---------- Source data

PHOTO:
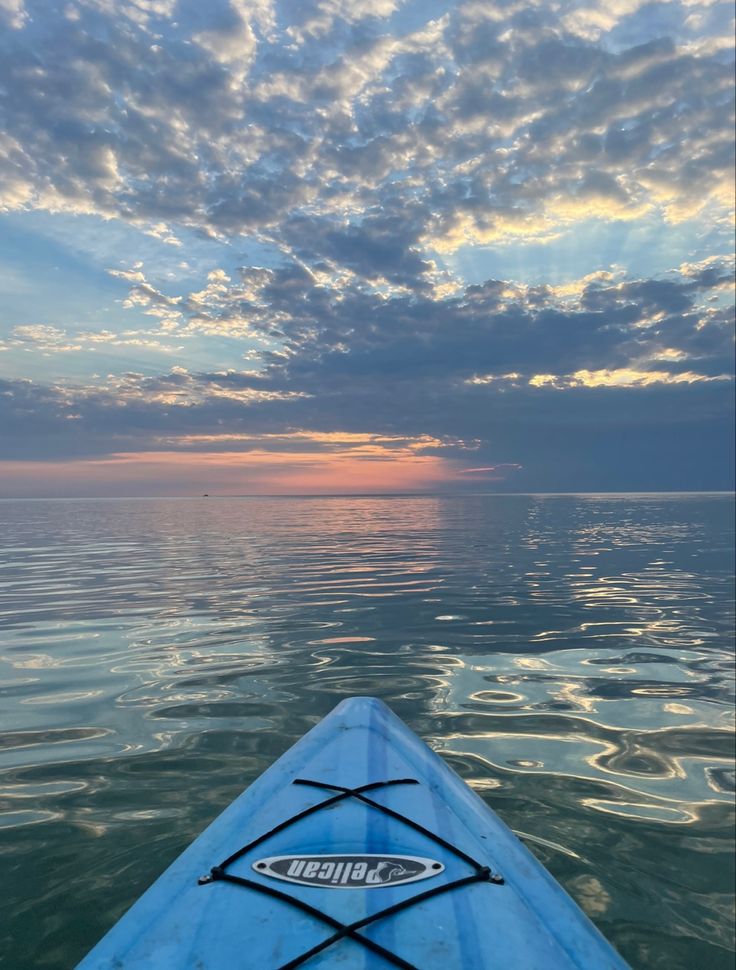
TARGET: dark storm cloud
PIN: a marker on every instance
(460, 370)
(363, 139)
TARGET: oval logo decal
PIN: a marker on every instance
(348, 871)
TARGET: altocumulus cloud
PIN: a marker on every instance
(373, 150)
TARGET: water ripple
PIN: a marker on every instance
(570, 656)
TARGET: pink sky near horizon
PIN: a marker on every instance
(254, 472)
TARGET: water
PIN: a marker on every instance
(570, 656)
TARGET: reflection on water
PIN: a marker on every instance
(570, 656)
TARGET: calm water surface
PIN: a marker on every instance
(570, 656)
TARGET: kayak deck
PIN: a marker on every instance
(359, 848)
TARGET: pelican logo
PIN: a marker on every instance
(348, 871)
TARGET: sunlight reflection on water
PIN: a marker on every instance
(570, 656)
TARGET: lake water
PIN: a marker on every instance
(570, 656)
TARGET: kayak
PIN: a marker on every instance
(358, 848)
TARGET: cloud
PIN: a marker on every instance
(359, 145)
(293, 120)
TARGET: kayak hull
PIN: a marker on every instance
(362, 791)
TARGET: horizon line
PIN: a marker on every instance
(320, 495)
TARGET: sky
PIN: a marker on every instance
(354, 246)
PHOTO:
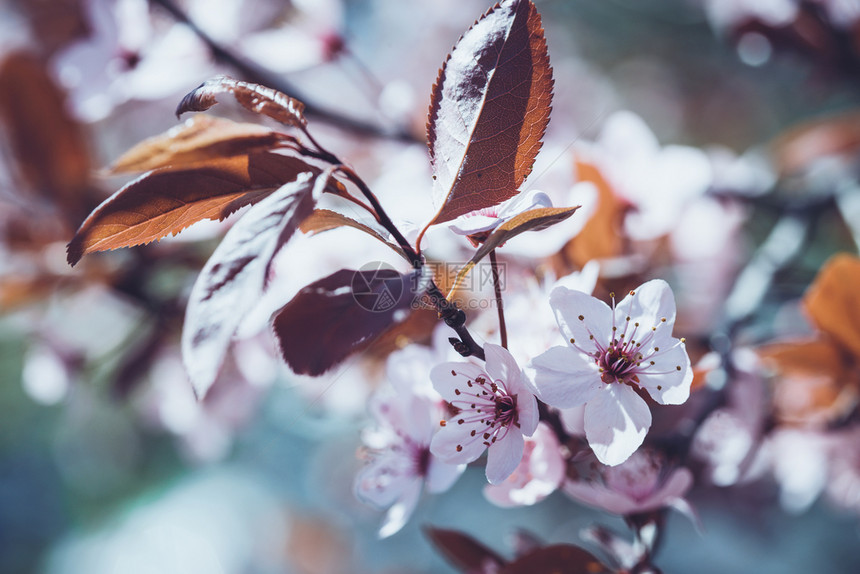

--------------------

→ Goal: Transcribe all of the records above verbatim, omitting the pictures.

→ Answer to the task:
PHOTO:
TARGET: dark storm cloud
PIN: a marker on every instance
(460, 370)
(363, 139)
TARGET: oval logo decal
PIN: a marker on every instance
(348, 871)
TARGET: altocumulus cloud
PIN: a marker on every instance
(373, 150)
TARGET: water ripple
PIN: a marker on every instance
(570, 656)
TARGET: pink sky near horizon
PIN: a marker on every instance
(254, 472)
TARGET: water
PIN: a marker on every instance
(570, 656)
TARGET: reflection on water
PIN: a marker on every instance
(570, 656)
TARGET: calm water surface
PIN: a marker on every instance
(570, 656)
TARGET: kayak deck
PIN: a marker on every instance
(359, 848)
TARGET: pelican logo
PIN: a marker on every instance
(348, 871)
TARGET: sunlight reflection on water
PIN: a marker on every instance
(570, 656)
TARGET: lake water
PIN: a marker on every instance
(570, 656)
TARGET: kayak
PIN: a marker on every instance
(358, 848)
TARGET: cloud
PIN: a marker on every instance
(359, 145)
(293, 120)
TARGET: kayak hull
PIN: a marker on every instance
(362, 791)
TARGET: horizon line
PIN: a marker on every instance
(320, 495)
TARGET: sky
PIN: a marker on every instance
(354, 246)
PHOTO:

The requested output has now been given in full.